Using the records below, repeat exactly the lines from the one holding "like point(135, 3)." through the one holding "like point(422, 267).", both ends included, and no others.

.....

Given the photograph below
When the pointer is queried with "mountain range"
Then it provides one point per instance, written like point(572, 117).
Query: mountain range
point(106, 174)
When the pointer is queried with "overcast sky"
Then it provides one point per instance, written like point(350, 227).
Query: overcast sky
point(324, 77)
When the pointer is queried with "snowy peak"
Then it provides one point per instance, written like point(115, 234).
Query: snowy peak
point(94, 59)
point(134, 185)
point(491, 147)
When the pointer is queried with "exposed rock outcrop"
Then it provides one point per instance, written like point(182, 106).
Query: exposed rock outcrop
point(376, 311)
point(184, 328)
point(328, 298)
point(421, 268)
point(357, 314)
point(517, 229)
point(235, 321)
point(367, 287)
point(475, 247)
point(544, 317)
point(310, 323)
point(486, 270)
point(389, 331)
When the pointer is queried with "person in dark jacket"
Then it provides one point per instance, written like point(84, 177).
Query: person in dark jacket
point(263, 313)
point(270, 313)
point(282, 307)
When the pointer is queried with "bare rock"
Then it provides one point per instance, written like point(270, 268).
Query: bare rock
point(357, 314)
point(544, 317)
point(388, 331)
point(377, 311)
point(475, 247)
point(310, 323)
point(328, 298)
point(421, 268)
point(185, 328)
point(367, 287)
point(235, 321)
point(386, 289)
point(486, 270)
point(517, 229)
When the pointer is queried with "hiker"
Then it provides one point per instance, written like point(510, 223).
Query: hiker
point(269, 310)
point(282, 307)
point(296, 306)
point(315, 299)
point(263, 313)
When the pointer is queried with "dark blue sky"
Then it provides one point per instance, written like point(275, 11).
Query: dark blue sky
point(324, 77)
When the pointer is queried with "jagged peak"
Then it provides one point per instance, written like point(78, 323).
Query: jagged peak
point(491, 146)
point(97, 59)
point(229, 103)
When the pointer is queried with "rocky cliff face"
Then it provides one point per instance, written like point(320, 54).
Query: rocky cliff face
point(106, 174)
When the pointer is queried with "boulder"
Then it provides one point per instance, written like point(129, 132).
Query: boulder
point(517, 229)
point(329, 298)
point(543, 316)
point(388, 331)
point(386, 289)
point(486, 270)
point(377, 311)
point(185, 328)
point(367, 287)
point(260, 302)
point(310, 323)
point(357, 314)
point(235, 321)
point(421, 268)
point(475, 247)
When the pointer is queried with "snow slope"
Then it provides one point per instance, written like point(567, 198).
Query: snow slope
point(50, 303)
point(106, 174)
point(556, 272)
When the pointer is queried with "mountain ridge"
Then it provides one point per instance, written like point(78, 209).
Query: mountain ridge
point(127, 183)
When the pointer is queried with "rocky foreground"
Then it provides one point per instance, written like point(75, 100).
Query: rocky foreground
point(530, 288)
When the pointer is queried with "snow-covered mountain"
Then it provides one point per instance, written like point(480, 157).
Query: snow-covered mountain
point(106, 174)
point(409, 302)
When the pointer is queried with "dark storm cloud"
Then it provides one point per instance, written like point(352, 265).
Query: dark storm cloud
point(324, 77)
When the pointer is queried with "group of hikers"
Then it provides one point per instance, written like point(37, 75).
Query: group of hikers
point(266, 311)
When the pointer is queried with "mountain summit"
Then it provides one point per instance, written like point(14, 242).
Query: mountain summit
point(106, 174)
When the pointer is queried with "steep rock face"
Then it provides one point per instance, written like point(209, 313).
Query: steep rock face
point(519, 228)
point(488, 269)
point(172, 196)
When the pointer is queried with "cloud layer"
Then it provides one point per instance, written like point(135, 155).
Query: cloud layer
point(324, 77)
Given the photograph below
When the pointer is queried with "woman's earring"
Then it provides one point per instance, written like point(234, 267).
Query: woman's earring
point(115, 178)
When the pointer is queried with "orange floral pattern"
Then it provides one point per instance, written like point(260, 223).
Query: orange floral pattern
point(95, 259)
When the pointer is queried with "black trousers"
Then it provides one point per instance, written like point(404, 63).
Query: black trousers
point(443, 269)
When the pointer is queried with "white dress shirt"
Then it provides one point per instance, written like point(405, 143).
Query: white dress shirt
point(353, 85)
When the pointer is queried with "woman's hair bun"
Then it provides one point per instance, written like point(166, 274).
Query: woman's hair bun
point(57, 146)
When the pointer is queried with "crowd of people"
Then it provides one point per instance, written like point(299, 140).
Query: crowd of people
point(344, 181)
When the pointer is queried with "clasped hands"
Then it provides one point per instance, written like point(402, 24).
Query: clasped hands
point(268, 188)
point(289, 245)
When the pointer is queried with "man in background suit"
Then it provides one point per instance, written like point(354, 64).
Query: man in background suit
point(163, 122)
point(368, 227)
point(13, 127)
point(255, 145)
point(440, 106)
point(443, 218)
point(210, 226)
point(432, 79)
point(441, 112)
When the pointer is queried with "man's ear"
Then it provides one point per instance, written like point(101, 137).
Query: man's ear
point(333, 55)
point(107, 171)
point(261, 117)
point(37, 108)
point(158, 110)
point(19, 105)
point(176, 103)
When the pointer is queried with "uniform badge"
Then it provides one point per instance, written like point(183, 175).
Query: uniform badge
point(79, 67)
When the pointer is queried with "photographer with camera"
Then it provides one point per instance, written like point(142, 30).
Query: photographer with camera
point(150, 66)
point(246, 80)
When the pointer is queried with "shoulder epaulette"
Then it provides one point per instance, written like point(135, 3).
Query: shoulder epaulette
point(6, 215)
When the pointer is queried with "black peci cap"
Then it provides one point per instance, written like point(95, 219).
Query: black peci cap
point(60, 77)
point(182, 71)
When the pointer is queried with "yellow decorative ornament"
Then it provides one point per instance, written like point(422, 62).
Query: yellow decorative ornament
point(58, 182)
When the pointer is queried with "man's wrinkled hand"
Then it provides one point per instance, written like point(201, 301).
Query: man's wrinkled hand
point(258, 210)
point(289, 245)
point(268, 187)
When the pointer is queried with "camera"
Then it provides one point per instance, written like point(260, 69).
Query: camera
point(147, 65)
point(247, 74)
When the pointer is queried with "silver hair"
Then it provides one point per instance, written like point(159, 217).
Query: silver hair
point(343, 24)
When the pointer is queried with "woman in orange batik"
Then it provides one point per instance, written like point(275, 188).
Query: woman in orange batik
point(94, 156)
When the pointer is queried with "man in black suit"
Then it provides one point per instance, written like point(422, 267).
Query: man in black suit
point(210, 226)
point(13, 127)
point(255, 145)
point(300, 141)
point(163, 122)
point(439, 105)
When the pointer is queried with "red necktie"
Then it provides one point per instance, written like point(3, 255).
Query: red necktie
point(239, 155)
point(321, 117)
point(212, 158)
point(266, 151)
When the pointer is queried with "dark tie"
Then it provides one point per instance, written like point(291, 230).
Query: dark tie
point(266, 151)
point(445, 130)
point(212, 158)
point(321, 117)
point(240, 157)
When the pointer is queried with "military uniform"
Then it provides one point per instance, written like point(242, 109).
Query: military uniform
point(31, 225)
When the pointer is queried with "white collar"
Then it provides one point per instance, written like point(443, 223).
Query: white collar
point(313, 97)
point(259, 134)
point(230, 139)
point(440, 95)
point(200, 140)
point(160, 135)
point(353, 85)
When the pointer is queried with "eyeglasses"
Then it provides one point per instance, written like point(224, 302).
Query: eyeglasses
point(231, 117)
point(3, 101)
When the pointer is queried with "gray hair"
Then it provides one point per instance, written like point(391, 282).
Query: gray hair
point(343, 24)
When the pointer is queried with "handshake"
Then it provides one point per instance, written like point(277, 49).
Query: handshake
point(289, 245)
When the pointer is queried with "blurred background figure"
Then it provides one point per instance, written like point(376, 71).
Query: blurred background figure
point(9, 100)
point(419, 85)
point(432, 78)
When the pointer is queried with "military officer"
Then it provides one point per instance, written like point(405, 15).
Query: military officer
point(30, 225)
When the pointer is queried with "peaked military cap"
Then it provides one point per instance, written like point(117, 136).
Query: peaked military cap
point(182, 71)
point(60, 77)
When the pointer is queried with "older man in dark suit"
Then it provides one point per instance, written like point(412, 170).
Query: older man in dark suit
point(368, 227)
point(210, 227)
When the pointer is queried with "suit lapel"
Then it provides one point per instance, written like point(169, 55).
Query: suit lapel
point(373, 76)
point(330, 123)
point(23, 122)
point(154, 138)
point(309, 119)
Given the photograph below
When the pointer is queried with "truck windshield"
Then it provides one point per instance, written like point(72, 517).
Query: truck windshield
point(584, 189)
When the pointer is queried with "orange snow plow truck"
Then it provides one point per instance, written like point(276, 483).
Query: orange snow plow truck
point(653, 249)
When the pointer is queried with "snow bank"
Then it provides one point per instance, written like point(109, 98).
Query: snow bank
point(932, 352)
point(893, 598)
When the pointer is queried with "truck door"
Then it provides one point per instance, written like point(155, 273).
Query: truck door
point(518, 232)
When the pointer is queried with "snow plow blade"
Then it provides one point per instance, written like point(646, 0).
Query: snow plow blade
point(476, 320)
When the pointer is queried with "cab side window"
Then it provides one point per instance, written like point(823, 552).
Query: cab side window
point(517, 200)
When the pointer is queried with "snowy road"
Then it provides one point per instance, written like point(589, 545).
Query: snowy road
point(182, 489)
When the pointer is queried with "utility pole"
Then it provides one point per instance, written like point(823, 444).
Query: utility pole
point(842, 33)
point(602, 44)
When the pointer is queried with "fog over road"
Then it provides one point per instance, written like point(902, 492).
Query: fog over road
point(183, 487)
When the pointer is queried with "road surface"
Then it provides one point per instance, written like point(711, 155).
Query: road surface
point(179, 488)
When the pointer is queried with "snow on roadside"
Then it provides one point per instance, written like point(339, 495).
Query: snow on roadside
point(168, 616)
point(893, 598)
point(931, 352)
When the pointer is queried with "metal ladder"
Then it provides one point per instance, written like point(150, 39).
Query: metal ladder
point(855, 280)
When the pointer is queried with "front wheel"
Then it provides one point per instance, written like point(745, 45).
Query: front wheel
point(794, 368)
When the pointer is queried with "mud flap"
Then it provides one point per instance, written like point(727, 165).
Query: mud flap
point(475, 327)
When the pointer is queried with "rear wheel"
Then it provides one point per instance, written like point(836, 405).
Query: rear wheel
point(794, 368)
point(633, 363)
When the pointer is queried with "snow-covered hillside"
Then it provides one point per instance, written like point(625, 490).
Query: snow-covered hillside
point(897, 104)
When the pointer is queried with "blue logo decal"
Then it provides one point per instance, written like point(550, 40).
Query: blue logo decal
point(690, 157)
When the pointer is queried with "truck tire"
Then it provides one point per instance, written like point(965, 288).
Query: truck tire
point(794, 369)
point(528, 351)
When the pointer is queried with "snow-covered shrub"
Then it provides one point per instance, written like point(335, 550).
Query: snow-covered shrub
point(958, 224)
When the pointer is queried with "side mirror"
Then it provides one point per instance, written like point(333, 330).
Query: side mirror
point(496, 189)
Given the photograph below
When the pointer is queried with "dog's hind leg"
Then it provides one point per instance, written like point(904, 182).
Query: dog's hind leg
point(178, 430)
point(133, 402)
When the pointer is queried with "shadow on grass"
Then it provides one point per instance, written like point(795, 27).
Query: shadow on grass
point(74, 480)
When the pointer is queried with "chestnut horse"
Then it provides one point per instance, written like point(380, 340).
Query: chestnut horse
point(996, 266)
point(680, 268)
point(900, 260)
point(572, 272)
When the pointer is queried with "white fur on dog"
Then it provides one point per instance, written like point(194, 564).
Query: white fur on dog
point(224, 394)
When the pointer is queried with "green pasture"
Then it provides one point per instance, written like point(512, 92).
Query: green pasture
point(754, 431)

.....

- [EXPECTED OUTPUT]
Then it provides one point per instance, written like point(135, 3).
Query: shoulder epaulette
point(6, 215)
When the pointer is queried with "black peci cap"
Then it provides one point per instance, written like point(95, 219).
Query: black peci cap
point(60, 77)
point(182, 71)
When the pointer is queried with "yellow decorative ornament"
Then it provides one point per instance, written like point(422, 62).
Query: yellow decorative ornament
point(58, 182)
When the pointer is queried with "man's wrinkled hand"
Then it provides one point per instance, written like point(201, 301).
Query: man's wrinkled hand
point(258, 210)
point(289, 245)
point(268, 187)
When the pointer is queried with "camera"
Then it provides one point per instance, written like point(260, 69).
Query: camera
point(147, 65)
point(247, 74)
When the pointer is queried with "silver hair"
Then it provides one point per instance, written like point(159, 217).
Query: silver hair
point(343, 24)
When the pointer is queried with "woman in orange batik"
Then it provides one point per instance, written like point(275, 188).
Query: woman in orange batik
point(94, 156)
When the pointer is queried with "man in black suit"
Then it provides one point per instance, written like point(422, 267).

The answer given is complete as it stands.